■ What is expected ■
What do the lines say, reproduced word for word, from the first of the entries below through the line bearing "box: [59, 3, 228, 162]"?

Stored records:
------------

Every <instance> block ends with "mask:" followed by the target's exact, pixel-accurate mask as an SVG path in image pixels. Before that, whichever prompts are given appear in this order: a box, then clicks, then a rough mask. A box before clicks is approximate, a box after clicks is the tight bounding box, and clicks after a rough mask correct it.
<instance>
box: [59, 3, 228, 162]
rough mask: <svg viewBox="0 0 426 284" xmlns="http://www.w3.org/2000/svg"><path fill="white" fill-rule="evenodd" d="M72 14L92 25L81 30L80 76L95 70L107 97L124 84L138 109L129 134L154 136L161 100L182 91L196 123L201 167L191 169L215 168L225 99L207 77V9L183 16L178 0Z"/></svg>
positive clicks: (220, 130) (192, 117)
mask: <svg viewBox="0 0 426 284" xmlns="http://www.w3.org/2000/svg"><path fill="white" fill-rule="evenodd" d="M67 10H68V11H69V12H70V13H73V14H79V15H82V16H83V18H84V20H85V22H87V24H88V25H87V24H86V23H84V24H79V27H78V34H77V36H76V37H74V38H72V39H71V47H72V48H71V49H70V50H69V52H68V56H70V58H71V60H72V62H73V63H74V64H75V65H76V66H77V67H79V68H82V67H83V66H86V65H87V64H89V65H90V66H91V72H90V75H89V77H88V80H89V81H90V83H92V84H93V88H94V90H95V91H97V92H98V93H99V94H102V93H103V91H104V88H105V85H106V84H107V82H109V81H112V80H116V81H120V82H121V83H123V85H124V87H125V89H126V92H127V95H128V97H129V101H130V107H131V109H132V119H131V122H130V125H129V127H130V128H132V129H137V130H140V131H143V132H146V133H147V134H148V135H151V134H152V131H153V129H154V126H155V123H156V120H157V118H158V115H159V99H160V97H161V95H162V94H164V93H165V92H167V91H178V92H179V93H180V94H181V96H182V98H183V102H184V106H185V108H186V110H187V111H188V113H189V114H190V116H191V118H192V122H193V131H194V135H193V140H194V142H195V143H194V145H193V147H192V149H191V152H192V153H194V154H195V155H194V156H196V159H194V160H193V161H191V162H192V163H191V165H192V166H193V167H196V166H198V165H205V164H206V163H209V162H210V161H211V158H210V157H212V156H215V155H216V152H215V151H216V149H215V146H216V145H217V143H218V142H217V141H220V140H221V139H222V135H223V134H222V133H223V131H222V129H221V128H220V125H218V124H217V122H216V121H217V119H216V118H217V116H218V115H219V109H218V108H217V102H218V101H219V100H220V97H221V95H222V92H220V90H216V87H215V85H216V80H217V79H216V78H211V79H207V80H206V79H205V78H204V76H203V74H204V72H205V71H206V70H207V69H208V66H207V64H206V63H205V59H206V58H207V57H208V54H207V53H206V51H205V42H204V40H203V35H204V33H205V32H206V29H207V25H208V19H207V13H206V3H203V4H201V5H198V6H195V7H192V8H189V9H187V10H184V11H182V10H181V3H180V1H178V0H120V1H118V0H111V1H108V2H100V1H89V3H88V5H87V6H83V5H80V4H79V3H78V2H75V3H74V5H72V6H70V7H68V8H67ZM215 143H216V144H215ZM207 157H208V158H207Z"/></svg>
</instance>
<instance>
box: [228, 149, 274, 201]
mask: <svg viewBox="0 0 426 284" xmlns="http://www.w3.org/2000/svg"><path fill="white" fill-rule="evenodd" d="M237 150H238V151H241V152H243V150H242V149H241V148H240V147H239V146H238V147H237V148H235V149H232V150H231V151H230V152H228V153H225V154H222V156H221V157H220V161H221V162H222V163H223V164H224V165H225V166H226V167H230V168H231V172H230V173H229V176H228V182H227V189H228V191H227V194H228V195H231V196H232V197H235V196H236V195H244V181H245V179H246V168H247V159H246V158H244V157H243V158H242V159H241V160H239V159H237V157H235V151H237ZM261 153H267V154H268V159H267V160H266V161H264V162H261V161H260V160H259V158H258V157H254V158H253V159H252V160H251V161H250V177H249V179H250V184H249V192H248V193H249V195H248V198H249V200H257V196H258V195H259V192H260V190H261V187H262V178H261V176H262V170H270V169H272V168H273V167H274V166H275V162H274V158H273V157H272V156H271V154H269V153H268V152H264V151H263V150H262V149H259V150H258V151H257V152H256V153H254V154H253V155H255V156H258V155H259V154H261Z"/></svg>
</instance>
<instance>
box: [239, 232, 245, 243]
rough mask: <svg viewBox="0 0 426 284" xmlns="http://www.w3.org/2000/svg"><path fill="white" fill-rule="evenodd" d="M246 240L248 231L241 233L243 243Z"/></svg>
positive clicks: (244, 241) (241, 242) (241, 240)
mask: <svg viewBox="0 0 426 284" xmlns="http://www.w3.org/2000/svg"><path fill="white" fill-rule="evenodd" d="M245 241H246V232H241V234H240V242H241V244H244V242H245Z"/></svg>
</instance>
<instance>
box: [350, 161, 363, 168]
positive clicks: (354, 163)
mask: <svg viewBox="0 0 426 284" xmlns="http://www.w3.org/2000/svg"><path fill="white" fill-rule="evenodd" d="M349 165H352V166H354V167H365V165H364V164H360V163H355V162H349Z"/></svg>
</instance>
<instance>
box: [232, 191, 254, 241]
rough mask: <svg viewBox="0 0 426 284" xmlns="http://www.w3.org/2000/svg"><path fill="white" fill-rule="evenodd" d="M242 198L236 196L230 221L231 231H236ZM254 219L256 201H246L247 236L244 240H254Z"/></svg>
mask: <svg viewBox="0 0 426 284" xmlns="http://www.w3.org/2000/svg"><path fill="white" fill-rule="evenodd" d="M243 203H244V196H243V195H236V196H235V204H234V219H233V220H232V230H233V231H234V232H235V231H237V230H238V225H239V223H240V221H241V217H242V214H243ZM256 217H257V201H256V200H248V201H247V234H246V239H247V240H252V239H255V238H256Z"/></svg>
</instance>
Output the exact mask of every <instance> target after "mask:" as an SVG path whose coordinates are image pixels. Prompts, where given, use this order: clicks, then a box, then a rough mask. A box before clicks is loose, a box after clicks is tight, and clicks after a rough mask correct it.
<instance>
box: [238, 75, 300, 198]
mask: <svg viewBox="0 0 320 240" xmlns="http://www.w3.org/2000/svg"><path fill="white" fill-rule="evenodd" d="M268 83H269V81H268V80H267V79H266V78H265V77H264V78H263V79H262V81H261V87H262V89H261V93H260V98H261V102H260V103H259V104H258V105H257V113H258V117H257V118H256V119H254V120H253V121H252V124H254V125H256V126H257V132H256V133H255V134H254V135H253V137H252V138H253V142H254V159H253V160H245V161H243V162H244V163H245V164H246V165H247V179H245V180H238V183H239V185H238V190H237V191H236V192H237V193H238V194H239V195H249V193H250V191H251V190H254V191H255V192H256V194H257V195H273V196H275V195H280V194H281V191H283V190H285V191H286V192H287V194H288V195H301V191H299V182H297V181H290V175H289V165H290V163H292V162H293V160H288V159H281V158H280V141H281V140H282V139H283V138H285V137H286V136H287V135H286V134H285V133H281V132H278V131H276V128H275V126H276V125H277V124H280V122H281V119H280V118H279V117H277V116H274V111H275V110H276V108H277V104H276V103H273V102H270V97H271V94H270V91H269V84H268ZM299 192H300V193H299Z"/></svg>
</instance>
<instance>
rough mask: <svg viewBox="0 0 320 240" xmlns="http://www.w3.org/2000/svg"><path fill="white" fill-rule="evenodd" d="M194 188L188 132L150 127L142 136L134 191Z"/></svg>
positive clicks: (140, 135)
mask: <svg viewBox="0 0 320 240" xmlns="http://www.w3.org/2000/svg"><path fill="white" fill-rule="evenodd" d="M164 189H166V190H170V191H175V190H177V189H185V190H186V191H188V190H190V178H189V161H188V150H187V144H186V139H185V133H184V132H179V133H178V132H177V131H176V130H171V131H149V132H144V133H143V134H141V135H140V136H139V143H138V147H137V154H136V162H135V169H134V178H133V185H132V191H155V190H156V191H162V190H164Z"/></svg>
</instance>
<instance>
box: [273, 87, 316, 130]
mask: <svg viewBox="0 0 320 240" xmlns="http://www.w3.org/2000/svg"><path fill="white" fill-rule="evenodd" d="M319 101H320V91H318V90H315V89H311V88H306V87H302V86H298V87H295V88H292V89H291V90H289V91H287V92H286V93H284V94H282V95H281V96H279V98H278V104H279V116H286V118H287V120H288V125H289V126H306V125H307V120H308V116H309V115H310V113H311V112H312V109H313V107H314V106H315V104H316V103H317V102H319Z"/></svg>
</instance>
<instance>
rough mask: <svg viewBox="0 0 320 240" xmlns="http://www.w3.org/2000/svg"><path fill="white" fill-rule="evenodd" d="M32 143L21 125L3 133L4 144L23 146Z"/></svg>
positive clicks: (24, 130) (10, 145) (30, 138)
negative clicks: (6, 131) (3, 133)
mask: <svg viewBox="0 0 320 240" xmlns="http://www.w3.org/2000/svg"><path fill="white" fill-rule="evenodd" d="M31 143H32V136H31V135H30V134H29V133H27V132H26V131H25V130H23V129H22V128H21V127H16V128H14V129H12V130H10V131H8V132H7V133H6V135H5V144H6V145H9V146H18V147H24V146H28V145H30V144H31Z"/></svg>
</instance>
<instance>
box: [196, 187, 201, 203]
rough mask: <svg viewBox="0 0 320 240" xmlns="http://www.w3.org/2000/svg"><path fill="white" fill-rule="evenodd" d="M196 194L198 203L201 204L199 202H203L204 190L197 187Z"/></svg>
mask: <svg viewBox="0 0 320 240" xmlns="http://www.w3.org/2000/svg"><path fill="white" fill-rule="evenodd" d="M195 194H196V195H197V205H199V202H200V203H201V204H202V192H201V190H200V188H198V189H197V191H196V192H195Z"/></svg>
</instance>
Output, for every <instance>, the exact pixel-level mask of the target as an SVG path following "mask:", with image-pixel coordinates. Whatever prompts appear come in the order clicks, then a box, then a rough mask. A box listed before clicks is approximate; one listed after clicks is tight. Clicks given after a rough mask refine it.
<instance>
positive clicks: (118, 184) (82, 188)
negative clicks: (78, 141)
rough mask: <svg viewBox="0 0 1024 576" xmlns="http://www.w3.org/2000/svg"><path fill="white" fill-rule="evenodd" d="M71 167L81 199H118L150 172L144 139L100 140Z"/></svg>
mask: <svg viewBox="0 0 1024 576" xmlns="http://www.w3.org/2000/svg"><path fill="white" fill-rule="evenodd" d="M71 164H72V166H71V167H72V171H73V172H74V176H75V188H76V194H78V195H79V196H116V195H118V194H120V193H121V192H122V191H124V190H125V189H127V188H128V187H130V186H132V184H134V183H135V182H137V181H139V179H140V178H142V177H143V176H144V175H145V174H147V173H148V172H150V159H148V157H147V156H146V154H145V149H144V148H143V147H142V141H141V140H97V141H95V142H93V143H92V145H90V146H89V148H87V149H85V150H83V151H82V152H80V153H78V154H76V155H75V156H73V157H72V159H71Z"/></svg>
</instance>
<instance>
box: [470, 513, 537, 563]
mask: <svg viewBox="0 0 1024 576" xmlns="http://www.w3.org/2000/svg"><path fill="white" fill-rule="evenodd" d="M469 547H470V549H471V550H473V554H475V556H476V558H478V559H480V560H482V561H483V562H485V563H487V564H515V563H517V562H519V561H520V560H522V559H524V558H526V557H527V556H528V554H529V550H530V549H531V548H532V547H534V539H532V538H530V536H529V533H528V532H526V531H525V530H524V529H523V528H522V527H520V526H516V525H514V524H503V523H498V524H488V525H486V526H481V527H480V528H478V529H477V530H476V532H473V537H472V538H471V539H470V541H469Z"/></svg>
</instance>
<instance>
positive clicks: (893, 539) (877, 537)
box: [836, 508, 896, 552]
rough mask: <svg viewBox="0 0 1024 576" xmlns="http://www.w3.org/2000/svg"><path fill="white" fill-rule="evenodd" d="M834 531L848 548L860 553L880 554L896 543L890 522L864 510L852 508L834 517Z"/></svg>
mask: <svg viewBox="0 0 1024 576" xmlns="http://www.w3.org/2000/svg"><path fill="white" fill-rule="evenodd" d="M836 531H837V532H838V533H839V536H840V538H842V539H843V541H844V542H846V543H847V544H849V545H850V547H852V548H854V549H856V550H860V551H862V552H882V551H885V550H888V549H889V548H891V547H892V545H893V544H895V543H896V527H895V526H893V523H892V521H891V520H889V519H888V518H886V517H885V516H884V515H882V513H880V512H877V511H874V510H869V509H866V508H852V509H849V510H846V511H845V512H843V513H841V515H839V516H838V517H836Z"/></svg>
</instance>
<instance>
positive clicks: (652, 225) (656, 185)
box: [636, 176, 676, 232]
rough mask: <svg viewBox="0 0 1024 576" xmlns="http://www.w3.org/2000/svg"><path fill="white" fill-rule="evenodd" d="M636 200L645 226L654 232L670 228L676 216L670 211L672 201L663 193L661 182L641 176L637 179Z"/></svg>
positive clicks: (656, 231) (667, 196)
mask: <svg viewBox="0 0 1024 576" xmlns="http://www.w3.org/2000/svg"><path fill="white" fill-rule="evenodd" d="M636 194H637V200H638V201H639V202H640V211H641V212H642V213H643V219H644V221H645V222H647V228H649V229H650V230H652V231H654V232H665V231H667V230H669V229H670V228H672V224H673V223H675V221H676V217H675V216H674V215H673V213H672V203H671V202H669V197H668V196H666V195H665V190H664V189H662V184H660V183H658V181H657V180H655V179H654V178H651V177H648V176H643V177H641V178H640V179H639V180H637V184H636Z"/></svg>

------------

■ Task answer ■
Every <instance> block ends with "mask:" followed by the target's exact, pixel-accurate mask as an SVG path in image pixels. Before that, whichever prompts are given appear in this order: a box, then clicks, then a rough mask. A box before clicks is approximate, a box after clicks is the tight bounding box, and clicks after a rough mask correct it.
<instance>
box: [59, 3, 228, 162]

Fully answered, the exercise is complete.